— begin INFORMATION SUPPLIED —

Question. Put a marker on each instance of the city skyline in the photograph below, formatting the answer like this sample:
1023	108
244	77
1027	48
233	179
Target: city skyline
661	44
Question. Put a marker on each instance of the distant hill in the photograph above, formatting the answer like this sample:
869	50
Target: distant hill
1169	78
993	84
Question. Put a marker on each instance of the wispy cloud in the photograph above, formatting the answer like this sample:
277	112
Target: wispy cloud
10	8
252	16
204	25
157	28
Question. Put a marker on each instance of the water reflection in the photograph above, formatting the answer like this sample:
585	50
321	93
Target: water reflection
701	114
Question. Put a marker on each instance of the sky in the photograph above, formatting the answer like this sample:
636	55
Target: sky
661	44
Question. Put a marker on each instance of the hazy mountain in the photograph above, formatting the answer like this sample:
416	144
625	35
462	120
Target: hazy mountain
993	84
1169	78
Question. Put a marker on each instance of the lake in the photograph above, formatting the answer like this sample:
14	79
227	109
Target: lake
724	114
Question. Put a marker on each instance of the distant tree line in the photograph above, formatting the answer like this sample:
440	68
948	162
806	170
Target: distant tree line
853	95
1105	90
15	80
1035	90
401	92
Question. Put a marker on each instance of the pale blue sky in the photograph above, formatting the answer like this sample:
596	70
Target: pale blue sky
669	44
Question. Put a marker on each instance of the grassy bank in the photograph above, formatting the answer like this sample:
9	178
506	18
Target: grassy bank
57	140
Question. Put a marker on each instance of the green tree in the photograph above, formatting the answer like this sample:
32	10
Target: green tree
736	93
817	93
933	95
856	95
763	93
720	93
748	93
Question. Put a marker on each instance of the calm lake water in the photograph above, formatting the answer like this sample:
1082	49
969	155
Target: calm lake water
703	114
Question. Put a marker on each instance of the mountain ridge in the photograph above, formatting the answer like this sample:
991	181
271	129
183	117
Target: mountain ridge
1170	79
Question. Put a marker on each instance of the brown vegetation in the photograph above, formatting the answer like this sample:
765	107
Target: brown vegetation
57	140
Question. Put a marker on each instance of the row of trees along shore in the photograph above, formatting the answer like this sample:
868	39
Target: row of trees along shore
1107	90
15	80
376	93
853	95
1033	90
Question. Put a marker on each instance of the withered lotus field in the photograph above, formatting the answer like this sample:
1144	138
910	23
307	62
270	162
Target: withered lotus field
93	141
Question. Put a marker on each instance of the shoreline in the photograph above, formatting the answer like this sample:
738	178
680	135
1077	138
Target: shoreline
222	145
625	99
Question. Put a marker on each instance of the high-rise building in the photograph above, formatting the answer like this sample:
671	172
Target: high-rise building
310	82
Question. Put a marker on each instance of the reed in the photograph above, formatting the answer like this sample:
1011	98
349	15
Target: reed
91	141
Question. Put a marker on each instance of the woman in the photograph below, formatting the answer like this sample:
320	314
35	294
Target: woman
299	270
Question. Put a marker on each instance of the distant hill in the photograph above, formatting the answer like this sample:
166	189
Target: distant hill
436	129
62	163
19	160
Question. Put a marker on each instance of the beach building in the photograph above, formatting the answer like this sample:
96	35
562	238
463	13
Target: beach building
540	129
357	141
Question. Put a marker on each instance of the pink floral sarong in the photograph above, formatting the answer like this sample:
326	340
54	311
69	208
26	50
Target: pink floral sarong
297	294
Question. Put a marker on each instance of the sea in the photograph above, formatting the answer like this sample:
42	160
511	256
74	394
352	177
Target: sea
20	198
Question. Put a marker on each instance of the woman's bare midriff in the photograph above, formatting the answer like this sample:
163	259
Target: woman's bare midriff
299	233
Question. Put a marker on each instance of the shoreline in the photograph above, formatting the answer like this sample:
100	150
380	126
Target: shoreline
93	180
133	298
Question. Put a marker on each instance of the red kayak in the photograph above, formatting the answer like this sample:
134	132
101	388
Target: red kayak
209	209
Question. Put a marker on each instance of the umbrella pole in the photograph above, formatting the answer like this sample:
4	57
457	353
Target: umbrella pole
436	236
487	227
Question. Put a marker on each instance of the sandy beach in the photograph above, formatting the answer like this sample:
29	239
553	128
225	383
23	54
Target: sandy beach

— end INFORMATION SUPPLIED —

▸ **PROBLEM**
Write out the full set of records exactly as given.

▸ **TASK ANSWER**
Question. Put a marker on each instance of the city skyline in the photograph below, formatting the answer like this sample:
1023	108
244	77
1027	48
233	179
Target: city skyline
661	44
Question. Put a marker on each instance of the distant hill in the photograph above, formatting the answer like this sample:
869	50
Target: distant hill
1169	78
993	84
Question. Put a marker on each instance of the wispy cloud in the photograph above, formatting the answer like this sample:
277	112
Target: wispy cloud
10	8
252	16
204	25
157	28
Question. Put a marker on each instance of the water reflection in the photograph above, formatting the answer like this sample:
585	50
321	93
Target: water reflection
701	114
Question. Put a marker on each instance of the sky in the photograph above, formatting the answer like this sample:
636	55
Target: sky
661	44
Question. Put a marker on each instance of the hazy mountain in the photograph above, formatting the answer like this sample:
416	144
625	35
462	120
Target: hazy mountain
993	84
1169	78
Question. Put a marker on each instance of the lake in the photograph above, formatting the answer like this sample:
14	79
227	109
Target: lake
724	114
Question. Put a marker on each instance of the distant tree line in the photograph above, formatting the answer like this sample:
440	68
948	162
806	170
Target: distant tree line
853	95
1105	90
15	80
1035	90
401	92
Question. Put a marker on each instance of the pale blue sky in the photograph above, formatting the answer like this sample:
596	70
Target: pale blue sky
669	44
Question. Put a marker on each instance of the grassy bank in the photograph above, formatting the answer like this sample:
9	178
506	18
Target: grassy bank
57	140
Question. Put a marker on each instance of the green tree in the photograph above, formatting the answer like this sample:
32	10
Target: green tree
736	93
817	93
933	95
856	95
763	93
720	93
748	93
Question. Put a marker on each instance of the calm lake water in the photograph above, formatting the answer like this sample:
1082	49
969	155
Target: calm lake water
703	114
Question. Put a marker on each instance of the mountain ridge in the photograph above, formatting the answer like this sample:
991	181
271	129
183	117
Target: mountain ridge
1170	79
Question. Put a marker on each instance of the brown vegetation in the photograph above, formatting the answer like this sample:
765	107
Target: brown vegetation
57	140
Question. Put a marker on each instance of the row of trees along shore in the photograph above, formatting the answer like this sample:
868	39
Target: row of trees along shore
1107	90
15	80
376	93
853	95
1033	90
Question. Put a marker on each instance of the withered lotus field in the photograph above, formatting the answer like this sample:
1144	138
910	23
307	62
270	162
Target: withered lotus field
93	141
Question. Put a marker on each instance of the shoreline in the photograph above, formatting the answer like this sample:
738	178
680	135
1077	138
Target: shoreline
222	145
625	99
Question. Put a marker on each instance of the high-rise building in the photograph above, formatting the answer like this sample:
671	172
Target: high-rise building
310	82
Question. Put a marker on each instance of the reed in the photograph above, formatting the answer like this sample:
1011	98
349	15
Target: reed
91	141
Question. Put a marker on each instance of the woman in the photograph below, formatting the answer like this sample:
320	314
35	294
Target: woman
299	270
Question. Put a marker on each instance of the distant hill in the photograph above, formatting the answer like this sample:
166	189
Target: distant hill
436	129
62	163
19	160
Question. Put a marker on each instance of the beach building in the photograph above, formatting the answer like this sample:
96	35
562	238
463	13
Target: beach building
540	129
357	141
Question. Put a marker on each instance of the pink floral sarong in the photograph above, formatting the answer like this sample:
326	340
54	311
69	208
26	50
Target: pink floral sarong
297	294
Question. Put a marker on each instance of the sea in the photograph above, formatting the answer like this sample:
42	160
511	256
74	394
352	177
Target: sea
20	198
Question. Put a marker on each instance of the woman's bare midriff in the photograph above, formatting the answer like this sample:
163	259
Target: woman's bare midriff
299	233
Question. Put a marker on each instance of the shoreline in the photograph above, formatting the answer like this sample:
100	150
380	126
Target: shoreline
93	180
133	298
Question. Put a marker on each instance of the red kayak in the photograph above, formatting the answer like this sample:
134	132
101	388
Target: red kayak
209	209
Question. Put a marker on each instance of the umbrella pole in the photograph above, formatting the answer like this sample:
4	57
457	353
Target: umbrella pole
436	236
487	227
Question. Put a marker on each instance of the sandy beach in the photograph above, formatting the answer like this sample:
29	239
553	128
225	383
23	54
Target: sandy beach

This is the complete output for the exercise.